Given request: Write out all of the entries exactly as given.

★ ★ ★ ★ ★

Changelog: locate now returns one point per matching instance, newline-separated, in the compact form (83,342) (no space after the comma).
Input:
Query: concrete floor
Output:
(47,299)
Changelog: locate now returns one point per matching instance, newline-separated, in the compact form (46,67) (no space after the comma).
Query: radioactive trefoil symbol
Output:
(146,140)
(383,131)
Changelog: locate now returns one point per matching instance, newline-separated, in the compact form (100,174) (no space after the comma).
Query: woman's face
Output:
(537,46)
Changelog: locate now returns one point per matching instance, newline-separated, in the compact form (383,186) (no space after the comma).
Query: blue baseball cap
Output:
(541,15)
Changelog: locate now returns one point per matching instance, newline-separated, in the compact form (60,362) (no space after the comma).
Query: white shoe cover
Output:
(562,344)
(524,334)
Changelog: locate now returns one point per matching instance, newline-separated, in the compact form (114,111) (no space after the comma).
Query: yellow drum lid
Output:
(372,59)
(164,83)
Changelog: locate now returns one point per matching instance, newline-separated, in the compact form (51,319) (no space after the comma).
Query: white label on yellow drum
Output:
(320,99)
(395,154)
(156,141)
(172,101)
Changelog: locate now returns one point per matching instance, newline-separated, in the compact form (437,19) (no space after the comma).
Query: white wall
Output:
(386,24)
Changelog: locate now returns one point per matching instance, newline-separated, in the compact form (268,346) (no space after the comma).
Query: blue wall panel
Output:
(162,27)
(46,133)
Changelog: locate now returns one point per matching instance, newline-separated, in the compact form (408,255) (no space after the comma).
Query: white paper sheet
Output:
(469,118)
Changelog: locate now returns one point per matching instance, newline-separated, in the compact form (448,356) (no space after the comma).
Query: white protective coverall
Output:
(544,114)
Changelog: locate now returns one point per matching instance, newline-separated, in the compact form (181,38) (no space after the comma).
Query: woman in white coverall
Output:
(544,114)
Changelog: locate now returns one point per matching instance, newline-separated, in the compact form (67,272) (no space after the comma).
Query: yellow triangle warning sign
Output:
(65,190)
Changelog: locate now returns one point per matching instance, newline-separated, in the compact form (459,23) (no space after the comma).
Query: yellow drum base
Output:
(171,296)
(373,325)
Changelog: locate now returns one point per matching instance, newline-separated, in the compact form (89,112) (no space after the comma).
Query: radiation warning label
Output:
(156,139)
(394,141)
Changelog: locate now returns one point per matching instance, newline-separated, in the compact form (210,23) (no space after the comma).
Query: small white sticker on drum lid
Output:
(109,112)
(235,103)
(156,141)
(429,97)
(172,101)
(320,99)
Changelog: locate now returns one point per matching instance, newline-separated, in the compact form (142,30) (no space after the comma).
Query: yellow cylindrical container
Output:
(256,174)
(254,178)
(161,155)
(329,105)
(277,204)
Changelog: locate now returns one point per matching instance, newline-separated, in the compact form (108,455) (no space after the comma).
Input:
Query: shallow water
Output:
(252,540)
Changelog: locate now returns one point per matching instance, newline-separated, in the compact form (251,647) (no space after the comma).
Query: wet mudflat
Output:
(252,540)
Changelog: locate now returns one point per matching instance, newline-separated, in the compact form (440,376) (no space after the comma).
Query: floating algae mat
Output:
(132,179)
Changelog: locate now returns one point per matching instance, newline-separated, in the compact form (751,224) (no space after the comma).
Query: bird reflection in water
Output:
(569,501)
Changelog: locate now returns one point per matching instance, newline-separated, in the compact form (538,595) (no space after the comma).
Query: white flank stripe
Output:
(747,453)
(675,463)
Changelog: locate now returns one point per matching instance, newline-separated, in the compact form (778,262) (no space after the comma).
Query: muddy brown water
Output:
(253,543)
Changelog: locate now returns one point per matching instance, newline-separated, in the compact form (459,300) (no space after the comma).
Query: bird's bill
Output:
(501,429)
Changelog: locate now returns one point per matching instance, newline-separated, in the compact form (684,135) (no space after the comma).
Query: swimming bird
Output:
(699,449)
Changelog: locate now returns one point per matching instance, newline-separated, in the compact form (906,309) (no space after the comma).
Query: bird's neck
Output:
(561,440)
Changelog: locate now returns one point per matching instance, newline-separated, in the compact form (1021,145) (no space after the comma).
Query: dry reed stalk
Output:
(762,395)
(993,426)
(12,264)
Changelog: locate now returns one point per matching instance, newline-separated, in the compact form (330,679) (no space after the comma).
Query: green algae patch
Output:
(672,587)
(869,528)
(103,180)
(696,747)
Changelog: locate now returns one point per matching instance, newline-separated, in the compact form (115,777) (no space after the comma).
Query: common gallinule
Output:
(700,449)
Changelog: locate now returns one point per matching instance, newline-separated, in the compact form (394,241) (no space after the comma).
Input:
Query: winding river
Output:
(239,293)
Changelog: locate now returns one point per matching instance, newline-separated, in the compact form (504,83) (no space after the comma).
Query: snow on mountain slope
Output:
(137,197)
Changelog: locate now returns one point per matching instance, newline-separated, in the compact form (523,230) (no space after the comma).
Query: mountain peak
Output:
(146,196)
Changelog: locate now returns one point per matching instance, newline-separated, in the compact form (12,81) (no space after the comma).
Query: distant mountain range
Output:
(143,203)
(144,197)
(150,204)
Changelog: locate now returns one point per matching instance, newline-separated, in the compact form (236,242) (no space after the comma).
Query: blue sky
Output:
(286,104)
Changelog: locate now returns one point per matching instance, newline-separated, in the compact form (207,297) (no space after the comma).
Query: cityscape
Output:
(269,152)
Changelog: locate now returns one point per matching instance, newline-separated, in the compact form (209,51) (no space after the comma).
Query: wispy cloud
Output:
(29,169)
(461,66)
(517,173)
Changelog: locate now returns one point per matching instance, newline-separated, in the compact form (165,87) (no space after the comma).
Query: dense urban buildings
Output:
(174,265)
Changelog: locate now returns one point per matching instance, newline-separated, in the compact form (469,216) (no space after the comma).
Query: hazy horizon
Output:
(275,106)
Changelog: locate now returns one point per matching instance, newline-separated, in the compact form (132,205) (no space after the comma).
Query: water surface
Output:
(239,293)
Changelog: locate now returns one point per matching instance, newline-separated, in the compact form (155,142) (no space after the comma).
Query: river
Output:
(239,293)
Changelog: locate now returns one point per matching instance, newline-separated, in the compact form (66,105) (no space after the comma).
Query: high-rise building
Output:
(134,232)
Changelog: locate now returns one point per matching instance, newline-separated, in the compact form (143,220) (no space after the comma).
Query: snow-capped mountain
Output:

★ ★ ★ ★ ★

Final result:
Changelog: locate now returns one point per matching instance, newline-separated, in the compact form (83,342) (no space after the comma).
Input:
Query: concrete floor
Output:
(47,299)
Changelog: locate now returns one point per matching instance, newline-separated, in the compact form (46,67) (no space after the comma).
Query: radioactive trefoil symbol
Output:
(146,140)
(383,131)
Changelog: locate now returns one point per matching instance, newline-separated, in the compact form (100,174) (no space after the comma).
Query: woman's face
Output:
(537,46)
Changelog: locate now returns one point per matching instance, newline-separated, in the compact form (383,186) (no space after the comma).
Query: blue baseball cap
Output:
(541,15)
Changelog: locate now returns one point per matching instance, newline-separated, in the compact form (60,362) (no space after the comma).
Query: white shoe cover
Output:
(562,344)
(524,334)
Changelog: locate now returns one point per matching instance, newline-separated, in the compact form (114,111) (no space after the comma).
Query: yellow drum lid
Output:
(372,59)
(164,83)
Changelog: locate now returns one point per matching instance, newline-separated, in the compact form (51,319) (no space after the comma).
Query: white label on yellow drum
Output:
(320,99)
(395,154)
(156,141)
(172,101)
Changelog: locate now returns one point per matching instance, newline-separated, in the compact form (437,19) (no space after the comma).
Query: white wall
Output:
(386,24)
Changelog: locate now returns one point per matching instance, newline-separated, in the compact form (268,346) (no space after the comma).
Query: blue wall panel
Output:
(162,27)
(46,133)
Changelog: locate now returns one point per matching instance, newline-separated, in the compact form (408,255) (no space after the comma).
Query: white paper sheet
Output:
(469,118)
Changelog: locate now returns one point per matching instance, newline-separated, in the compact form (448,356) (no space after the comma).
Query: white protective coverall
Output:
(544,114)
Changelog: locate now returns one point per matching instance, newline-separated, in the compact form (181,38) (no space after the comma).
Query: woman in white coverall
Output:
(544,114)
Changelog: locate now returns one point per matching instance, newline-separated, in the compact form (67,272) (no space after the comma).
Query: yellow triangle warning sign
Output:
(65,190)
Changelog: locate now returns one point per matching instance, newline-separated, in the compact form (459,23) (no space after the comma).
Query: yellow drum base
Output:
(171,296)
(373,325)
Changelog: locate now returns one point per matching instance, newline-separated, in the compact form (89,112) (no space after the comma).
Query: radiation warning label
Output:
(156,139)
(394,141)
Changelog: locate now returns one point per matching instance, newline-separated, in the compact form (210,23) (no space after the comma).
Query: small white sticker on drum lid
Output:
(109,112)
(235,103)
(156,141)
(429,97)
(172,101)
(320,99)
Changelog: locate now returns one point per matching instance, newline-separated, in the compact form (142,30) (no space after the comma).
Query: yellow cylindrical container
Output:
(256,174)
(254,178)
(161,155)
(329,105)
(277,204)
Changelog: locate now returns one point per matching instance, newline-separated, in the compact form (108,455) (no space after the comma).
Input:
Query: shallow water
Output:
(252,540)
Changelog: locate now returns one point per matching instance, newline-separated, in the compact form (251,647) (no space after the comma).
Query: wet mudflat
Output:
(252,540)
Changelog: locate now returns one point per matching instance, newline-separated, in the compact form (440,376) (no space after the comma).
Query: floating algae mat
Output:
(132,179)
Changelog: locate now returns one point per matching instance, newline-separated, in the compact form (751,224) (no space after the comma).
Query: bird reflection in water
Output:
(569,501)
Changelog: locate now returns one point per matching instance, newline-separated, in the compact form (538,595) (no space after the comma).
Query: white flank stripe
Output:
(747,453)
(675,463)
Changelog: locate now returns one point per matching instance, newline-separated, in the compact form (778,262) (no space after the comma).
Query: muddy brown water
Output:
(253,543)
Changelog: locate now returns one point per matching instance, newline-separated, in the compact form (459,300) (no space after the comma).
Query: bird's bill
Output:
(501,429)
Changelog: locate now returns one point per matching instance, newline-separated, in the compact form (684,135) (no space after the comma).
Query: swimming bird
Output:
(699,449)
Changelog: locate now returns one point per matching instance, newline-separated, in the compact form (906,309) (no space after the comma).
Query: bird's neck
Output:
(561,440)
Changelog: locate now returns one point per matching instance, newline-separated, in the compact form (1021,145) (no space after the comma).
Query: dry reed stalk
Output:
(762,395)
(993,426)
(12,264)
Changelog: locate now returns one point per matching instance, newline-separated, in the compact form (330,679) (no space after the comma).
Query: green algae patch
Output:
(672,587)
(869,528)
(103,180)
(696,747)
Changelog: locate now returns one point per matching instance, newline-separated, in the compact form (115,777) (no space after the comma).
Query: common gallinule
Output:
(700,449)
Changelog: locate now returns one point per matching instance, newline-separated, in the compact form (394,241) (no space after the comma).
Input:
Query: winding river
Output:
(239,293)
Changelog: locate now returns one point per matching instance, newline-separated, in the compact form (504,83) (no space after the comma).
Query: snow on mountain slope
Output:
(137,197)
Changelog: locate now returns one point per matching instance, newline-separated, in the compact form (523,230) (no space after the comma).
Query: mountain peak
Output:
(146,196)
Changelog: locate now returns one point per matching instance, newline-separated, in the compact form (12,81) (no space after the comma).
Query: distant mountain range
Output:
(143,203)
(144,197)
(150,204)
Changelog: locate now returns one point per matching instance, newline-separated, in the compact form (236,242) (no space after the comma).
Query: blue sky
Output:
(286,104)
Changelog: locate now returns one point per matching instance, newline-separated, in the compact form (207,297) (no space after the comma).
Query: cityscape
Output:
(269,152)
Changelog: locate now returns one point per matching instance, newline-separated, in the compact form (209,51) (no space after the comma).
Query: wispy cloud
Output:
(29,169)
(461,66)
(517,173)
Changelog: locate now returns one point per matching instance, newline-separated, in the compact form (165,87) (no space after the comma).
Query: dense urban buildings
Output:
(174,265)
Changelog: locate now returns one point per matching instance, newline-separated, in the compact form (469,216) (no space after the comma).
Query: hazy horizon
Output:
(275,106)
Changelog: locate now returns one point per matching instance, newline-separated, in the compact form (132,205) (no space after the comma).
Query: water surface
Output:
(239,293)
Changelog: locate now returns one point per matching instance, newline-separated, in the compact form (155,142) (no space after the comma).
Query: river
Output:
(239,293)
Changelog: locate now returns one point per matching instance, newline-separated, in the compact form (66,105) (no space after the comma).
Query: high-rise building
Output:
(134,232)
Changelog: locate now returns one point per matching instance, newline-separated, in the compact form (143,220) (no space after the comma).
Query: snow-capped mountain
Output:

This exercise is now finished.